→ **Page excerpt**
Public Service Announcement 1 of 2019: Catastrophe, LA To Vegas, Charmed

Dysfunctional marriage comedy Catastrophe is back for its fourth season tonight. During its first run of episodes I described it as “performing minor miracles… pulling off the trick of being adorably sweet, filthy, and funny all at the same time”. Unfortunately, in seasons 2 and 3 it misplaced the sweetness and a lot of the humour, replacing them with a sour and angry misanthropy. To be clear: there is very much a place for anger, and sour misanthropy, in my life and on my TV. But I expect my comedies to be funny at least; and, despite the presence of Sharon Horgan and Rob Delaney, two of the most attractive and likeable performers around, Catastrophe just became a lot harder to love. Will this be remedied in season 4? We’ll find out from 10pm tonight on Channel 4.

Also starting tonight: the first and only season of LA To Vegas, an American sitcom about a budget airline. Apart from the curiosity value of seeing Jack from Stalker in a comedy, there doesn’t seem much reason to watch this: the critical response was lukewarm at best, and it was cancelled by Fox after 15 episodes (Paramount, 9pm). Also, The CW’s reboot of witchy fantasy drama Charmed gets under way tonight. This time the reviews might best be described as “mixed”, but Unpopcult has a track record of liking CW shows (E4, 9pm).

→ **Assigned task 1**
Return the stretch of the TV preview from "Dysfunctional marriage comedy" through "on Channel 4.", word for word.
→ **Assigned task 2**
According to the TV preview, which network canceled LA To Vegas, and after how many episodes?
The material has no role in any of this.

→ **Information supplied**

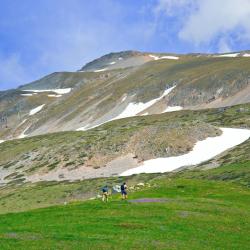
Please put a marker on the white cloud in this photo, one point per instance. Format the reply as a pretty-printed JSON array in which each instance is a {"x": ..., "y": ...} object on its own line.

→ **Answer area 1**
Dysfunctional marriage comedy Catastrophe is back for its fourth season tonight. During its first run of episodes I described it as “performing minor miracles… pulling off the trick of being adorably sweet, filthy, and funny all at the same time”. Unfortunately, in seasons 2 and 3 it misplaced the sweetness and a lot of the humour, replacing them with a sour and angry misanthropy. To be clear: there is very much a place for anger, and sour misanthropy, in my life and on my TV. But I expect my comedies to be funny at least; and, despite the presence of Sharon Horgan and Rob Delaney, two of the most attractive and likeable performers around, Catastrophe just became a lot harder to love. Will this be remedied in season 4? We’ll find out from 10pm tonight on Channel 4.

→ **Answer area 2**
Fox canceled it after 15 episodes.